Exercise task 1:
Pull out the part of the Microsoft Bob passage from "What’s more, Microsoft" up to and including "canceled before publication.)", copied word for word.

[START Excerpt provided]

Many saw Bob as the next advance in software after the desktop-and-folders metaphor pioneered by Apple’s Macintosh a decade before. A Microsoft Canada employee told the Toronto Star that a study showed that 84 percent of users with Macs at home preferred the Bob interface. Several newspaper stories published at the time make mysterious references to Apple having a Bob-like interface of its own in the works.
Analyst Charles Finnie of Volpe, Welty & Co. called Microsoft’s product a threat to the very existence of Microsoft’s competitor in Cupertino. “Bob is going to be another nail in Apple’s coffin unless Apple can somehow raise the standard yet again on the ease-of-use front,” he told the AP. That’s as striking a piece of evidence as any that Bob wasn’t immediately deemed a perverse joke back in 1995.
Like many a Microsoft product before and since, Bob was announced before it was finished. The software didn’t formally arrive in stores until March 31st, 1995, almost three months after its CES premiere. It sold for $99–a little on the pricey side, even though it was an era in which software generally sold for more than it would in years to come.
But Bob’s pricetag wasn’t as significant an issue as hardware requirements. The program demanded a PC with a 486 CPU, 30MB of free disk space, and what the Puget Sound Business Journal called “a huge amount of memory”–8MB, or twice the typical amount that circa-1995 home PCs sported. Newbies would only be able to experience Bob if they owned unusually potent computers.
In promotion for Bob–and even on the box–Microsoft kept coming back to the notion that it was a product so simple that it didn’t need a manual. Well, maybe: The software came with a 29-page booklet of instructions, but it was labeled as the first issue of Bob Magazine rather than as documentation.
What’s more, Microsoft Press, the company’s book-publishing arm, released a 210-page tome called At Home With Bob--which sounds like a lot of explanation for a package which supposedly needed none. (Microsoft Bob for Dummies–priceless title!–was planned but canceled before publication.)

[END Excerpt provided]

Exercise task 2:
Filter the records below down to every line containing the string "screen", matching case exactly.

[START Information provided]

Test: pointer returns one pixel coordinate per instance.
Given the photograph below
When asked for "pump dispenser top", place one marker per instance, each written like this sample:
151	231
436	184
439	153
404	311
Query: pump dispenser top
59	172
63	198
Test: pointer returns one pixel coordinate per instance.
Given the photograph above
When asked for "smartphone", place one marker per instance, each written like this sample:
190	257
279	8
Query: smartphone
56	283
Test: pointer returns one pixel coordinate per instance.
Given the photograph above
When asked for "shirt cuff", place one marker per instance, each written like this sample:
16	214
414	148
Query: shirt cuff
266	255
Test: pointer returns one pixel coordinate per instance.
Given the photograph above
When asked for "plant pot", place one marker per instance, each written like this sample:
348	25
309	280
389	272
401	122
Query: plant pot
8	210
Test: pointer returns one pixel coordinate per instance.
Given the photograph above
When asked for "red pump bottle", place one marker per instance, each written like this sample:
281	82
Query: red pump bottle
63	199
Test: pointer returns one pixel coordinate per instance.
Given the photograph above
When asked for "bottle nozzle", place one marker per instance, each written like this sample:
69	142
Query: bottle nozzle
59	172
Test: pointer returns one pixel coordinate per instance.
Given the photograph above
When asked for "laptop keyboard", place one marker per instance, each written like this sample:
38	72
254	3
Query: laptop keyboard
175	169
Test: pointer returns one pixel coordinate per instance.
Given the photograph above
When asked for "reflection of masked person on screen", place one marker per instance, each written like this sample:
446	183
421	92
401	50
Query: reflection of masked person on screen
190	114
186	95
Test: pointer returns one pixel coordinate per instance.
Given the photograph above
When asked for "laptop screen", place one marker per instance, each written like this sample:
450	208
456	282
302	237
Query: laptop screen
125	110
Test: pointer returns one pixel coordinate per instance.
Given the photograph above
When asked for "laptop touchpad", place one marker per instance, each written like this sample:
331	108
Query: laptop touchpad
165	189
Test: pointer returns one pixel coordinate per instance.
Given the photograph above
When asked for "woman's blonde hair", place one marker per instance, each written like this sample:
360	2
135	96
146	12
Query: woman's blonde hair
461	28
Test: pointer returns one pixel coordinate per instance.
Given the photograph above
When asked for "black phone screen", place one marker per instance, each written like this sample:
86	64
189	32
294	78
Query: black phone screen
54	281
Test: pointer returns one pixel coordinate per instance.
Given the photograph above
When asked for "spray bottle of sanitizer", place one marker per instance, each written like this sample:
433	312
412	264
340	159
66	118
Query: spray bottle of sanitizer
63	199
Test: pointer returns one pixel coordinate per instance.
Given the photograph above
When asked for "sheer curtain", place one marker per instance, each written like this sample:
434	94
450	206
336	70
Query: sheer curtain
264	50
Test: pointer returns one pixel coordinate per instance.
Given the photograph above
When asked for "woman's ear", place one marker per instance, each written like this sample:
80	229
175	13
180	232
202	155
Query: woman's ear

[END Information provided]

Correct output 1:
What’s more, Microsoft Press, the company’s book-publishing arm, released a 210-page tome called At Home With Bob--which sounds like a lot of explanation for a package which supposedly needed none. (Microsoft Bob for Dummies–priceless title!–was planned but canceled before publication.)

Correct output 2:
When asked for "reflection of masked person on screen", place one marker per instance, each written like this sample:
Query: reflection of masked person on screen
When asked for "laptop screen", place one marker per instance, each written like this sample:
Query: laptop screen
When asked for "black phone screen", place one marker per instance, each written like this sample:
Query: black phone screen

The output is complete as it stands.